Exporters involved in transactions that require exporting goods controlled by U.S. regulations like the Arms Export Control Act (AECA), and the International Traffic in Arms Regulations (ITAR) are aware, if not all too familiar with the penalties and repercussions of noncompliance.  However, over the last two months notable civil and criminal penalties were handed down by regulatory agencies charged with enforcing these regulations and it bears reiterating what can happen to exporters who violate these regulations.  Exporters in violation of U.S. export-control regulations face severe penalties, but as the cases below will demonstrate, voluntary disclosures can mitigate the possibility that the exporter will lose their exporting privileges.

In early August, Aeroflex Incorporated (Aeroflex) entered into a Consent Agreement with the U.S. Department of State (State Department), which included an $8 million civil penalty, bringing the State Department’s extensive compliance review to a close.  The State Department reviewed hundreds of alleged civil violations of the AECA and ITAR.  The majority of the alleged violations included exports and re-exports of ITAR-controlled electronics, microelectronics, and associated technical data.

According to the State Department, Aeroflex’s alleged violations stemmed from inadequate corporate oversight and a systemic and corporate-wide failure to properly determine export control jurisdiction over commodities, which led to numerous violations during the period of 1999-2009.  Aeroflex business units disclosed hundreds of ITAR violations, with a large percentage of unauthorized exports resulting from the failure to properly establish jurisdiction over defense articles and technical data.

Under Aeroflex’s Consent Agreement, the company agreed to pay a civil penalty of $8 million. However, the State Department agreed to suspend half of the penalty so long as the suspended amount is directed towards corrective measures and compliance costs.  Aeroflex also agreed to bring in an Internal Special Compliance Official to oversee the implementation of the Consent Agreement.  The Special Compliance Official will ensure Aeroflex is compliant with export-control regulations moving forward, and will oversee Aeroflex’s enactment of compliance procedures and training.  The official will also supervise the company’s two compliance audits, which are required under the Agreement.

### [TASKS]
**1)** Based on the passage on export-control penalties, decide whether each statement agrees with it. Give yes or no for each, and quote the words from the passage that settle it.
(a) Aeroflex agreed to a civil penalty of $8 million.
(b) The State Department waived the entire penalty.
(c) The alleged violations took place between 1999 and 2009.
**2)** According to the passage on export-control penalties, how many compliance audits does the Agreement require Aeroflex to undergo?

[Raw rows]

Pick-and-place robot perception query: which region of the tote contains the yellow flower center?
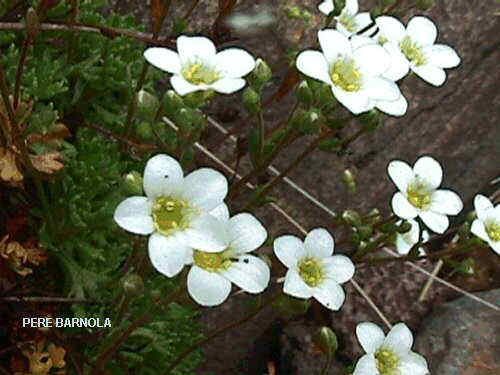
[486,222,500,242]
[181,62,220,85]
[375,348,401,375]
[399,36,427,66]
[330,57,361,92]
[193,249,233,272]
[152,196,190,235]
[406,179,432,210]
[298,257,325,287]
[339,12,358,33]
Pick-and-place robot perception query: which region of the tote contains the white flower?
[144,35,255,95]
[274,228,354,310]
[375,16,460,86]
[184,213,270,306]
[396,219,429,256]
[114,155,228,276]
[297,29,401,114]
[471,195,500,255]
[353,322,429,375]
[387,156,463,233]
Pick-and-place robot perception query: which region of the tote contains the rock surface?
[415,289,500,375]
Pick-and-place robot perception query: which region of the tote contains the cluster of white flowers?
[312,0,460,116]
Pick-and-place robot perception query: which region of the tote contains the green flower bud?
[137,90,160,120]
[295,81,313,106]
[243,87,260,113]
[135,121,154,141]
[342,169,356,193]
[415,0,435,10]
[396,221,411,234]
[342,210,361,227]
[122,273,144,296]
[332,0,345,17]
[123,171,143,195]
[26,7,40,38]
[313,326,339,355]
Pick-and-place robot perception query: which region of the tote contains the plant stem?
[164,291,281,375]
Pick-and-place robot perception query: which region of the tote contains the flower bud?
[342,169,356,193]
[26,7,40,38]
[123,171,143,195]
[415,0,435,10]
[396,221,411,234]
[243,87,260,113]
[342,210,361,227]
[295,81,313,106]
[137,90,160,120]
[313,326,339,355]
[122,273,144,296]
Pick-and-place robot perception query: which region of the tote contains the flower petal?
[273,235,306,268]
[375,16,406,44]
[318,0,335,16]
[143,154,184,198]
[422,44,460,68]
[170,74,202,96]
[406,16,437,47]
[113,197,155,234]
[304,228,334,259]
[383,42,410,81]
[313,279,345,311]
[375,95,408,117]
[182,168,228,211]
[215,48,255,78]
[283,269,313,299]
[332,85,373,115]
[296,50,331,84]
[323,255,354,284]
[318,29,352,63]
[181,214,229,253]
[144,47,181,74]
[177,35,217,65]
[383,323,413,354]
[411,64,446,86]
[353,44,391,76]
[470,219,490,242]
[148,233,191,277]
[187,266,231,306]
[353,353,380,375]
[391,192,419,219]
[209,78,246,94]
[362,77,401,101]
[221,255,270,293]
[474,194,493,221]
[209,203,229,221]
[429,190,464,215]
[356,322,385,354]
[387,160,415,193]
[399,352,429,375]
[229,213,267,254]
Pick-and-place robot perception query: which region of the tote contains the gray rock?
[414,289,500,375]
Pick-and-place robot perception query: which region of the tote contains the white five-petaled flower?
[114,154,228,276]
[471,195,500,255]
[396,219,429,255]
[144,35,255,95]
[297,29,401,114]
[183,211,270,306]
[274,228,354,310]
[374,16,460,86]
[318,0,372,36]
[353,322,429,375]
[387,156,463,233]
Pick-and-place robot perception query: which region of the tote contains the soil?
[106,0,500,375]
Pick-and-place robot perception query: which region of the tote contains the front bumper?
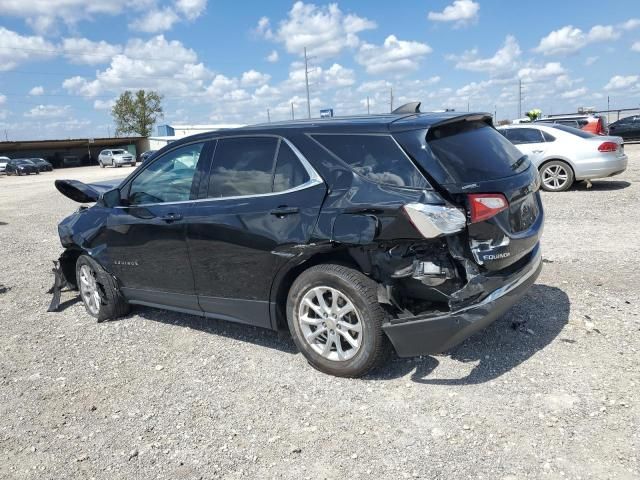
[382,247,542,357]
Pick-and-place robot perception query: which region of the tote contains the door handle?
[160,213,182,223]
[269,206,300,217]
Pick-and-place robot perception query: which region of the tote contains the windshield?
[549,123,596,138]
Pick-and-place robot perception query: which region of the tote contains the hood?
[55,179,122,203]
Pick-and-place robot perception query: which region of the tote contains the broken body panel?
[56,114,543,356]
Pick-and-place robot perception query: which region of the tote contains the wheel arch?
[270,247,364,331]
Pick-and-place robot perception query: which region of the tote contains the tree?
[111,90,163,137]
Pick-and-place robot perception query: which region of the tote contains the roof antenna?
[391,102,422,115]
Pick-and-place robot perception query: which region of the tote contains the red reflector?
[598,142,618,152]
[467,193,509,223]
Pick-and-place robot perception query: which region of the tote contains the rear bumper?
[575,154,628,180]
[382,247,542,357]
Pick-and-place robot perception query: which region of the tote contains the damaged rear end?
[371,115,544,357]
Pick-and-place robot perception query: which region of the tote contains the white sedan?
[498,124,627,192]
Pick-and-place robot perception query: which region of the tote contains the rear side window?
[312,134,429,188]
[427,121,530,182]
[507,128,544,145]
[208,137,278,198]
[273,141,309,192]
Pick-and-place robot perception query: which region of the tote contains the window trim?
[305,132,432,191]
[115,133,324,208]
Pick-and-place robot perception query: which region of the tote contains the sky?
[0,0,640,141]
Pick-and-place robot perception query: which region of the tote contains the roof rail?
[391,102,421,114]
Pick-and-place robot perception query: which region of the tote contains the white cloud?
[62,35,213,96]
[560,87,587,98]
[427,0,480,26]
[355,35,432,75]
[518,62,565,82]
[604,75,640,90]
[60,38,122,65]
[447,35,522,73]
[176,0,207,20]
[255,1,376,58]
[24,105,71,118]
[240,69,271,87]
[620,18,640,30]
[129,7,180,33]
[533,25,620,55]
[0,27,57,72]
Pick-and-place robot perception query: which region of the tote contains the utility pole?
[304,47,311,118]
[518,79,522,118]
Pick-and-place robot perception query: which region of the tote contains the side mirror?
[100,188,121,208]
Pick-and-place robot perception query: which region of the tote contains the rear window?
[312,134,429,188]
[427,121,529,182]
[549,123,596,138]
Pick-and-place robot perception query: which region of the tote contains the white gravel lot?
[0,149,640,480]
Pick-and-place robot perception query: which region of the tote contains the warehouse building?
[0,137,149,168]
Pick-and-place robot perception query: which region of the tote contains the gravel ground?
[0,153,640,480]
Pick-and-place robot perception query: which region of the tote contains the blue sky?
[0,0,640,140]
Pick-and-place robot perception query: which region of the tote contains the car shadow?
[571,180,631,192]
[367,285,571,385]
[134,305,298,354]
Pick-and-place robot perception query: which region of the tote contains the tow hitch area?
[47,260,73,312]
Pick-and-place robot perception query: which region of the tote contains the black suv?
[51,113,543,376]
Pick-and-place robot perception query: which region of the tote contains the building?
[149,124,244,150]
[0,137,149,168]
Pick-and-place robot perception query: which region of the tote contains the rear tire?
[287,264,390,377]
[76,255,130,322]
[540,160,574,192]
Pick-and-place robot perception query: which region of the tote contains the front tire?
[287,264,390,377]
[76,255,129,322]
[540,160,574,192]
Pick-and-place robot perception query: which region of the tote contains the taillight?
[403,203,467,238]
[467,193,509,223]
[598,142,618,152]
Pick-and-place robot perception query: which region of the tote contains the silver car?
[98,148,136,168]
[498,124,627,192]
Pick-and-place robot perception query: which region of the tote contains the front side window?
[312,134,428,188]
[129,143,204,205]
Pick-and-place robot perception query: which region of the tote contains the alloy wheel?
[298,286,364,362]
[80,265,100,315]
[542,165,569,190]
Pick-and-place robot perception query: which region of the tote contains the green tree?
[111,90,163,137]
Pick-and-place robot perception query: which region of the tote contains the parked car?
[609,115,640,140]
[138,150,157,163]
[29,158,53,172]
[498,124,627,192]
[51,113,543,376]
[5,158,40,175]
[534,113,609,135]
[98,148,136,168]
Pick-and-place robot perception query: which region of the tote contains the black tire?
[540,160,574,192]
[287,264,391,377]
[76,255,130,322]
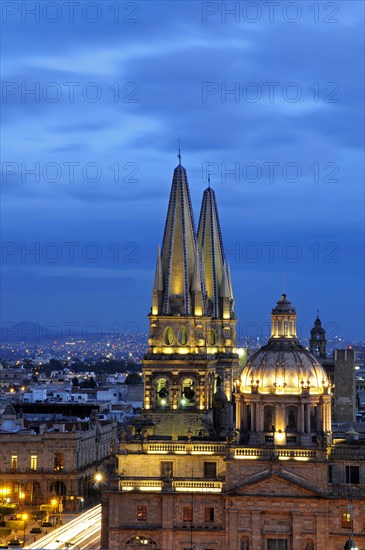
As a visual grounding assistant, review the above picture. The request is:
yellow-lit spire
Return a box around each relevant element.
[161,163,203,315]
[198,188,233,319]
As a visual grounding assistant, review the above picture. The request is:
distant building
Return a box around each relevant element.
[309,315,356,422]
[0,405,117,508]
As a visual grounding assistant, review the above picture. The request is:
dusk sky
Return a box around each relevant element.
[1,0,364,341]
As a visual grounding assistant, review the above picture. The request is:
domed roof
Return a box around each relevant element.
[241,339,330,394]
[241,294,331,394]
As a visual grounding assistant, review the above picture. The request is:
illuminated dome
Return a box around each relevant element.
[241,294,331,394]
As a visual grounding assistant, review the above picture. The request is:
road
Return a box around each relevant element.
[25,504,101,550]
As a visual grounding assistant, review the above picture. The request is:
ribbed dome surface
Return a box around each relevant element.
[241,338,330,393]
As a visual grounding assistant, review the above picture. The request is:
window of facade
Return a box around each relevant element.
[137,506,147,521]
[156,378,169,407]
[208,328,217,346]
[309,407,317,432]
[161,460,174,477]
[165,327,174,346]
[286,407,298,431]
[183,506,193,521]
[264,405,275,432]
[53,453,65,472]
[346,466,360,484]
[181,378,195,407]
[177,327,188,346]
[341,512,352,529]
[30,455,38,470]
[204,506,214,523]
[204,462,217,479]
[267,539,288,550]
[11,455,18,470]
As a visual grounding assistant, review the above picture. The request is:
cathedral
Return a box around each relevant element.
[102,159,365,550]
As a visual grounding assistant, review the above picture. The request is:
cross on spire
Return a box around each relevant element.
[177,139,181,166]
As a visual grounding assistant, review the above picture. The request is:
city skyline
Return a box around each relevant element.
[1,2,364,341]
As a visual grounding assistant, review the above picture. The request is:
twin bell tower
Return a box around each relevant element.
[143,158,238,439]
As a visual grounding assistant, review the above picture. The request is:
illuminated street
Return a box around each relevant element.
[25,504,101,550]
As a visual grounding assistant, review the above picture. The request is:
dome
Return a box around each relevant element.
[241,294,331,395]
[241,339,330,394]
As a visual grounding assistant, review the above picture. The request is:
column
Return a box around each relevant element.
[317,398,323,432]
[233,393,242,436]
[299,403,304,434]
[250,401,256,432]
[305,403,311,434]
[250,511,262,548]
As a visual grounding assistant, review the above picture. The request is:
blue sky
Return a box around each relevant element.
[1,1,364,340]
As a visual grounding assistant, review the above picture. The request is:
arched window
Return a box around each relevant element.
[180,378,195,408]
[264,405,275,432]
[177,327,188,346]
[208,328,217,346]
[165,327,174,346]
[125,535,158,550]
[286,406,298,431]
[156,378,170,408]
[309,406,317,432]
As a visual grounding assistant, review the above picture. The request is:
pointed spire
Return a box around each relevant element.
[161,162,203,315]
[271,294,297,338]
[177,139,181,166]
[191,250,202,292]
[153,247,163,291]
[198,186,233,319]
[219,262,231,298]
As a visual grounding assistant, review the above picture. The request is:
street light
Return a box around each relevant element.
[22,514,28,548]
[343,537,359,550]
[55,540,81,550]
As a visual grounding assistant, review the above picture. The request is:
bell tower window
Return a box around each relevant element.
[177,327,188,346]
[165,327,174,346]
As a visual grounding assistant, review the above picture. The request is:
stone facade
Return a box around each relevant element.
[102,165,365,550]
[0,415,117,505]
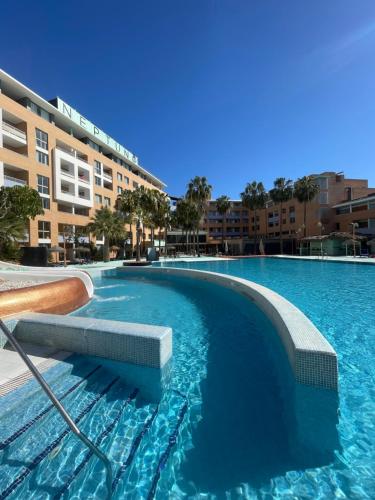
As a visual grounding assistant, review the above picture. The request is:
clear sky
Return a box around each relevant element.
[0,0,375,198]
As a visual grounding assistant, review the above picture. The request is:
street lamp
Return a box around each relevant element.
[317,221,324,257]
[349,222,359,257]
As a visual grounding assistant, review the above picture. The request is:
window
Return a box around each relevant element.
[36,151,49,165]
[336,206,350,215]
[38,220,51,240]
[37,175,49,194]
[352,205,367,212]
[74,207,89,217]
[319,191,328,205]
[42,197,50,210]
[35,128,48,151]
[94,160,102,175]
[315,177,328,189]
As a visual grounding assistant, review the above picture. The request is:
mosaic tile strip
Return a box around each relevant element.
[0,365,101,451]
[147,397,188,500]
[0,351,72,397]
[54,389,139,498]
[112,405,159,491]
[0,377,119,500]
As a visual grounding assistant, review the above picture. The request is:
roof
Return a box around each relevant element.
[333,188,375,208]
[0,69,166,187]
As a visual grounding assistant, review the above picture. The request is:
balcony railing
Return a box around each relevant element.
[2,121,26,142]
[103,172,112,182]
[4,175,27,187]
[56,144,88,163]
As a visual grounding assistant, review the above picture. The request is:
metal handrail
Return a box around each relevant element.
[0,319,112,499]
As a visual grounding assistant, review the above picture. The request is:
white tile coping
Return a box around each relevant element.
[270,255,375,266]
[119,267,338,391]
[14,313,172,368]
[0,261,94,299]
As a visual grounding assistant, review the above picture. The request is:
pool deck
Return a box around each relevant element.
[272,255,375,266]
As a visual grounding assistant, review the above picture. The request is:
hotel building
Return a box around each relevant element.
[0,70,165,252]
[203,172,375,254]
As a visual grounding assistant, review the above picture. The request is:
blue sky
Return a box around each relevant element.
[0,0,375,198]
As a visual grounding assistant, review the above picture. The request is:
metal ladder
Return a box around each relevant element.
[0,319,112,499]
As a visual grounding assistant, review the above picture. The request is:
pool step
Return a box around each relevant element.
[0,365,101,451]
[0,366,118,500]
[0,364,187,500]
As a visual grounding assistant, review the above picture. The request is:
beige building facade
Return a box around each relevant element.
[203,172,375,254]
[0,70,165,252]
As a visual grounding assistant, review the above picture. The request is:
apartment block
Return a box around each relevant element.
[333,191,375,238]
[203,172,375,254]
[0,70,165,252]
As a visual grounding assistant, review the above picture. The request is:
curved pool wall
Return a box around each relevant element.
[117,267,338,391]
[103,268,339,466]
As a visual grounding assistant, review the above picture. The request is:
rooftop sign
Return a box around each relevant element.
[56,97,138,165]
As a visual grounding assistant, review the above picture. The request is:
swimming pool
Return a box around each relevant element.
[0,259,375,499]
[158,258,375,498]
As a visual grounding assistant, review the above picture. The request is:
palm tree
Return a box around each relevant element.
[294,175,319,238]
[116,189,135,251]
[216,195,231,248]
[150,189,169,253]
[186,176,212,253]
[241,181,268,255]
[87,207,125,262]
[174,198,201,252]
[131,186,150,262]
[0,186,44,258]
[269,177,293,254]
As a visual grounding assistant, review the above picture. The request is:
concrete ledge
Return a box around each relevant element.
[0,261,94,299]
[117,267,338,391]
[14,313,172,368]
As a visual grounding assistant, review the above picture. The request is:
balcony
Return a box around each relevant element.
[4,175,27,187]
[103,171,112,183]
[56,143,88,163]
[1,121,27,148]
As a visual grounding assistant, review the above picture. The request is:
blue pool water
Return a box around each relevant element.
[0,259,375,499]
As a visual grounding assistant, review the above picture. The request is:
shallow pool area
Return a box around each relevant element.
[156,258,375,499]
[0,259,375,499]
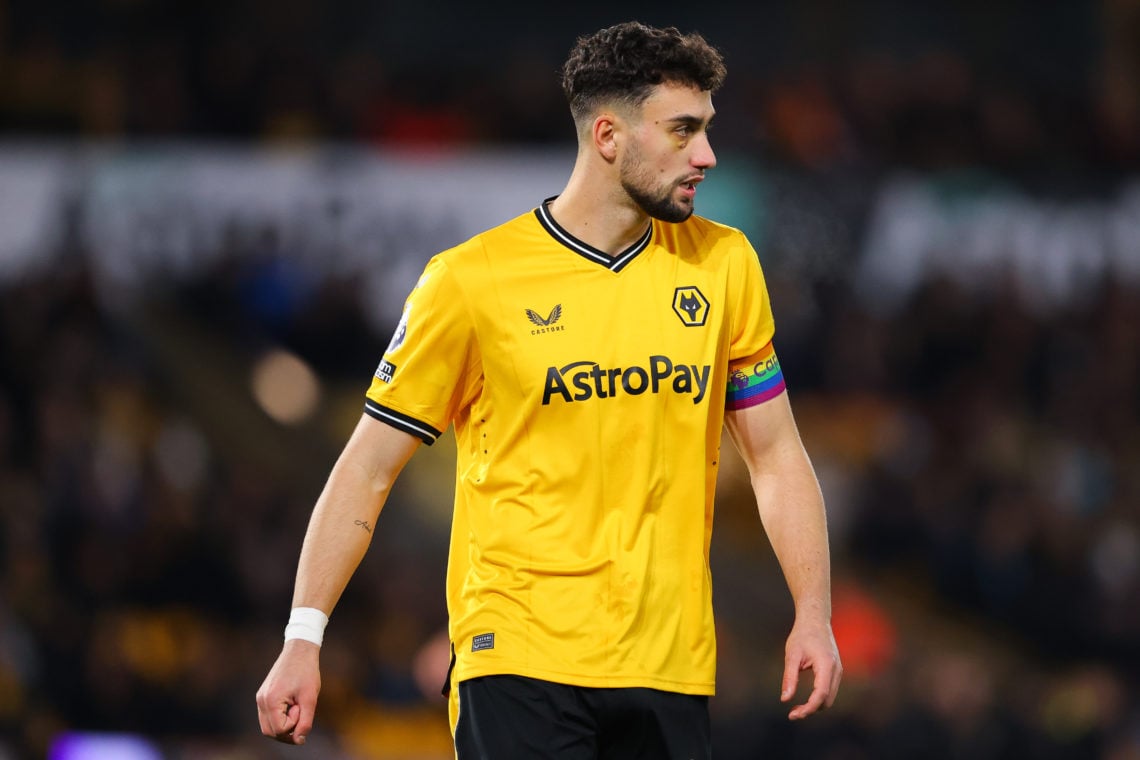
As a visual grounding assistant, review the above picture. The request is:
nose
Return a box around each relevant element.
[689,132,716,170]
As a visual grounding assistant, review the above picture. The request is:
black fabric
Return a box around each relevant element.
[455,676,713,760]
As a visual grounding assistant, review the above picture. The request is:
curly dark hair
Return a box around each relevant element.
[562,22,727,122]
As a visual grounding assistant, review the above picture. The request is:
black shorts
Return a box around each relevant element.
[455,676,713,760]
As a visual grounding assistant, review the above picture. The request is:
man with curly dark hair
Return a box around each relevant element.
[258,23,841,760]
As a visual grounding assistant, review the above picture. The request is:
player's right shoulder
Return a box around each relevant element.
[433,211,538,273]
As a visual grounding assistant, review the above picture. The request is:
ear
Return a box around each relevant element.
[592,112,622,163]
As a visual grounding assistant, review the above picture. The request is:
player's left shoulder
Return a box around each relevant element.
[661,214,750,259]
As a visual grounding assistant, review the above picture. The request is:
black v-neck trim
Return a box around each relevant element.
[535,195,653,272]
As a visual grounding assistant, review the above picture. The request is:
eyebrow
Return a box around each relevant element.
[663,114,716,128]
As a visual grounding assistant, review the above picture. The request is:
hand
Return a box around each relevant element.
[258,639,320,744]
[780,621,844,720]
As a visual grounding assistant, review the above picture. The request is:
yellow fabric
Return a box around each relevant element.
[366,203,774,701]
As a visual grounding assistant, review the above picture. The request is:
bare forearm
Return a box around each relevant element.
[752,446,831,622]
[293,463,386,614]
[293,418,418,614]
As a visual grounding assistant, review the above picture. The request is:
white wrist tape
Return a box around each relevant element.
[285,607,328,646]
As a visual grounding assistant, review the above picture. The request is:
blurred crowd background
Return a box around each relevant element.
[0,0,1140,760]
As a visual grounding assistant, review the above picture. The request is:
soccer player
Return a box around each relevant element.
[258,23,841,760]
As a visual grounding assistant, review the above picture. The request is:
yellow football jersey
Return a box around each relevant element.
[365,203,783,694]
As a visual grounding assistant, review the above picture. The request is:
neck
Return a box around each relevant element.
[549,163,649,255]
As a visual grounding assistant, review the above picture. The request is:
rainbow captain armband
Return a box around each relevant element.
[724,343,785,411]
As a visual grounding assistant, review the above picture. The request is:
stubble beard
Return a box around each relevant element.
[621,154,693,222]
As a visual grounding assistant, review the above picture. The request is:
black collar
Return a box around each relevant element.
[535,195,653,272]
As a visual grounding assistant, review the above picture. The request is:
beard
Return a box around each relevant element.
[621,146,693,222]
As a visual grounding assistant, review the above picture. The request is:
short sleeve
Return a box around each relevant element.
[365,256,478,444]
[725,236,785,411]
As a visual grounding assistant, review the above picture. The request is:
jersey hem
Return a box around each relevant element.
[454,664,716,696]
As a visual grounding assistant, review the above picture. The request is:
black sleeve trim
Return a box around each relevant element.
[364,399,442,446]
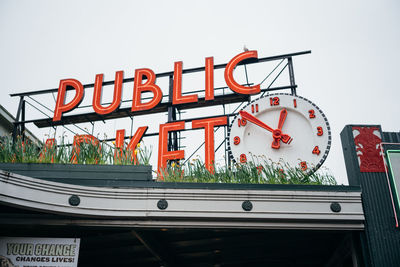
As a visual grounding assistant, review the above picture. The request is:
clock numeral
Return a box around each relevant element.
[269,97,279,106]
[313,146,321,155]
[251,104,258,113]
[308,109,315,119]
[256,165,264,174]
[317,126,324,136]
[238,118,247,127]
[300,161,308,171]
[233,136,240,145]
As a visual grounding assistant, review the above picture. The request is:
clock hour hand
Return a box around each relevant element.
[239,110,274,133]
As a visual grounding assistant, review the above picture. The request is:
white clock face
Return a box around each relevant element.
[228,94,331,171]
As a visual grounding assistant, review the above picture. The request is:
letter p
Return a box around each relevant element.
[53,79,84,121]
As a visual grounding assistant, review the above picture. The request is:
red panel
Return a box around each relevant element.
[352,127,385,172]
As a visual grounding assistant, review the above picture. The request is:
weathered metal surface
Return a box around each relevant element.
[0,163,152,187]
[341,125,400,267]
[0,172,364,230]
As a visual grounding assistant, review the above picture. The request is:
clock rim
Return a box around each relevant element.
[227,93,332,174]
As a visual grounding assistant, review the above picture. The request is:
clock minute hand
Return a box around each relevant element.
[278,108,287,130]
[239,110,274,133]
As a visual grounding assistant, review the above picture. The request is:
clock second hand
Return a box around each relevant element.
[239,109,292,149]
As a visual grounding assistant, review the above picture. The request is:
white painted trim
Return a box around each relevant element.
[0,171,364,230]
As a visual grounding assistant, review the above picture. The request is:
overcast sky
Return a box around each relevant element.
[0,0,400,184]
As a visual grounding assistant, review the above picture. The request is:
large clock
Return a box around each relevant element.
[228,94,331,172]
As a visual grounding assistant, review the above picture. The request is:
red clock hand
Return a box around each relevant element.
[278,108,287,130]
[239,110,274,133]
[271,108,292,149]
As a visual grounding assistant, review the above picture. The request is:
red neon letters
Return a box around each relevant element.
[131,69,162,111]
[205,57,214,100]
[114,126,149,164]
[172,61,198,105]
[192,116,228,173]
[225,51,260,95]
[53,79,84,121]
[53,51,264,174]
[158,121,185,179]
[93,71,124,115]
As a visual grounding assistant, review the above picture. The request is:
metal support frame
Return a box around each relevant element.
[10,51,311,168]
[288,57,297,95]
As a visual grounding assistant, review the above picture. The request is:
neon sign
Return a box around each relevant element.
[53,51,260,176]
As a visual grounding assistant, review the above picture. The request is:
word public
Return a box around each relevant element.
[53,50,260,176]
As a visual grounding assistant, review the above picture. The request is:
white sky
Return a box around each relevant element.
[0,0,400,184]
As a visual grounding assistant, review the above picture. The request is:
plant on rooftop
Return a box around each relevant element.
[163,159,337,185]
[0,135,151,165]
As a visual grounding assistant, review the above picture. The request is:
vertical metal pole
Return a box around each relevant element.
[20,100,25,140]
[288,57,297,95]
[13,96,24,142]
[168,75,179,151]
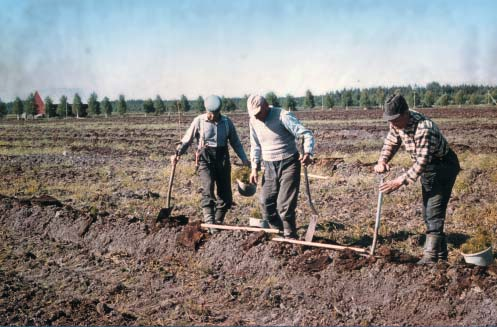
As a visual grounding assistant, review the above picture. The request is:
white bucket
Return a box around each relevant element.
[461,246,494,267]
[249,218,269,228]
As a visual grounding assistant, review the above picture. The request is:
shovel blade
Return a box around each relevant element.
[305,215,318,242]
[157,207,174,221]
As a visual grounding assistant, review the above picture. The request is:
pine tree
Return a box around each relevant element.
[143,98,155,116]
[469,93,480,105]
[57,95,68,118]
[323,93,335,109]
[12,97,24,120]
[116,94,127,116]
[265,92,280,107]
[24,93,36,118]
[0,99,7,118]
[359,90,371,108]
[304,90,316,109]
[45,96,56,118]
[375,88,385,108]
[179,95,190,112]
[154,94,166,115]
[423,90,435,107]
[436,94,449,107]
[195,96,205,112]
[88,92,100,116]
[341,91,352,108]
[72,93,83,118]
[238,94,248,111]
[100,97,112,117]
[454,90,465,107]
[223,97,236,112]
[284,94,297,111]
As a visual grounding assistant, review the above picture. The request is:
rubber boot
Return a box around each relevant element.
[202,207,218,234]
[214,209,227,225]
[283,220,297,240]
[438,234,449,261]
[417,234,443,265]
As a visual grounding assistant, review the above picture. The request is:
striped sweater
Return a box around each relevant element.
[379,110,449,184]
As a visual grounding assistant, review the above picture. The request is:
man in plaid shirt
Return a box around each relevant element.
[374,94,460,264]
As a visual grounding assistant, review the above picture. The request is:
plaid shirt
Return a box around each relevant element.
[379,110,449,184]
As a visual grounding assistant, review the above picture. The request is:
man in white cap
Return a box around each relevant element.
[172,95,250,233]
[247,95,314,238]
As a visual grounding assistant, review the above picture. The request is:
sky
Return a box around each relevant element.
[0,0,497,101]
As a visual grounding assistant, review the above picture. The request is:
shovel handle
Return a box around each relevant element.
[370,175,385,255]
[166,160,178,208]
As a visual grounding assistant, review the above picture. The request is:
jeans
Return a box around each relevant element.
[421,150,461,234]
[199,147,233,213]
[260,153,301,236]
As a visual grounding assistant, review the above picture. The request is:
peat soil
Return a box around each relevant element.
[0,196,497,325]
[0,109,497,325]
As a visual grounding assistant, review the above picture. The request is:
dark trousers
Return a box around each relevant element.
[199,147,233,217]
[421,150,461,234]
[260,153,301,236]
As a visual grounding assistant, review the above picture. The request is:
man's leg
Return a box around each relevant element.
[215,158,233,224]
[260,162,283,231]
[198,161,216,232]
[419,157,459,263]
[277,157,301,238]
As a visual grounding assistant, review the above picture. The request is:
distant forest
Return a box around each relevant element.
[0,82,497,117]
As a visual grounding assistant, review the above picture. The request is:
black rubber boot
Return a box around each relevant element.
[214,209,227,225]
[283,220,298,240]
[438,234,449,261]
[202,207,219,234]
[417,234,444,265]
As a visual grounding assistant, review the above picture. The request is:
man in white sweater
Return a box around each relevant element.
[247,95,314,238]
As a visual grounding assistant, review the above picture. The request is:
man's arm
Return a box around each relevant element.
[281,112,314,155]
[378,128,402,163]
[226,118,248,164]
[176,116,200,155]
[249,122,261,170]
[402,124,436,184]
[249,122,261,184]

### [RESPONSES TO THE TASKS]
**1)**
(a) Yes: "the company agreed to pay a civil penalty of $8 million."
(b) No: "the State Department agreed to suspend half of the penalty so long as the suspended amount is directed towards corrective measures and compliance costs."
(c) Yes: "which led to numerous violations during the period of 1999-2009."

**2)** Two